**DOCUMENT PASSAGE:**
I tried creating a virtual service over my MS with timeout of 30seconds but no luck.

I am not sure what I am missing. Need Help.

Crux: Internet(or from pod console) --> micro-service --> micro-service calling 3rd part legacy URL internally in code and getting timeouts in exact 15 seconds every-time.

Editing and adding more details:

Just to add the delay, I tried "curl http://slowwly.robertomurray.co.uk/delay/17000/url/http://www.google.com" (17000 = 17 seconds )from any of the microservice pod that have istio-proxy sidecar and always getting timeouts at 15 seconds. I am not sure where to change this 15 seconds envoy setting.

回答1:

After lot of hit and trial we got this working.

Reference: https://github.com/istio/istio/issues/16915#issuecomment-529210672

So for any outbound traffic no matter if you have egress gateway or not default timeout is 15 seconds. So, if you want to increase that you need to have a ServiceEntry and a VirtualService that defines the timeout.

**DATA ENTRIES:**
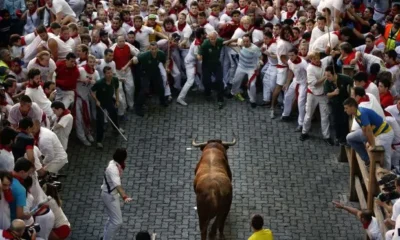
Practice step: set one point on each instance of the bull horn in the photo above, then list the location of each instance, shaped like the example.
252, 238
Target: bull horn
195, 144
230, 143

--

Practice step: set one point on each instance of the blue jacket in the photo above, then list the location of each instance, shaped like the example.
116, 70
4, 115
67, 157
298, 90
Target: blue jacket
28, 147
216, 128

---

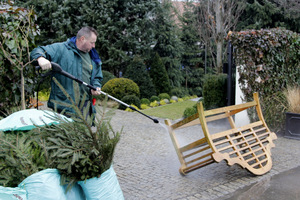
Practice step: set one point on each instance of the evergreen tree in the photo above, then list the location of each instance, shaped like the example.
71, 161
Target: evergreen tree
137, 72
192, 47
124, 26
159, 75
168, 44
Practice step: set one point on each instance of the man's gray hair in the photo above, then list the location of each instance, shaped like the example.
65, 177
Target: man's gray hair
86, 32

**REQUEST 1:** Repeat, word for word, the portion of the Istio timeout thread between "Crux: Internet(or from" and "15 seconds every-time.", inclusive.
**REQUEST 2:** Carry on writing the forum thread about Istio outbound timeouts from the point where it stops.

**TASK ANSWER 1:**
Crux: Internet(or from pod console) --> micro-service --> micro-service calling 3rd part legacy URL internally in code and getting timeouts in exact 15 seconds every-time.

**TASK ANSWER 2:**
ServiceEntry

apiVersion: networking.istio.io/v1alpha3
kind: ServiceEntry
metadata:
  name: external-se-test
spec:
  hosts:
  - slowwly.robertomurray.co.uk
  location: MESH_EXTERNAL
  ports:
  - number: 80
    name: example-http
    protocol: HTTP
  resolution: DNS

VirtualService

apiVersion: networking.istio.io/v1alpha3
kind: VirtualService
metadata:
  name: slow-ext
spec:
  hosts:
    - slowwly.robertomurray.co.uk
  http:
  - timeout: 30s
    route:
      - destination:
          host: slowwly.robertomurray.co.uk
        weight: 100


回答2:

It seems 15 seconds is a default timeout value. Whether it is Istio or Envoy which sets that, I have yet to read further.

But, there's a couple of reported issue such as #1888 (Istio 0.2.12 and Kubernetes 1.8.1) and #6860 which was discussed to be very similar to your issue.:

INGRESS > PUBLICSERVICE (Timeout 60 works)

PUBLICSERVICE > BACKENDSERVICE (Timeout 60 works)

but

INGRESS > PUBLICSERVICE > BACKENDSERVICE (i get timeout after default 15seconds)

You can read through the discussion of 6860, but in summary, they have introduced a fix starting 1.0.0 so that the timeout can be set greater than 15 seconds. To do that, you need to write the timeout in your VirtualServices. For example, for the internal service set 60 seconds, for your external service set to 40 seconds so that there is enough allowance.

Please check and see if it helps.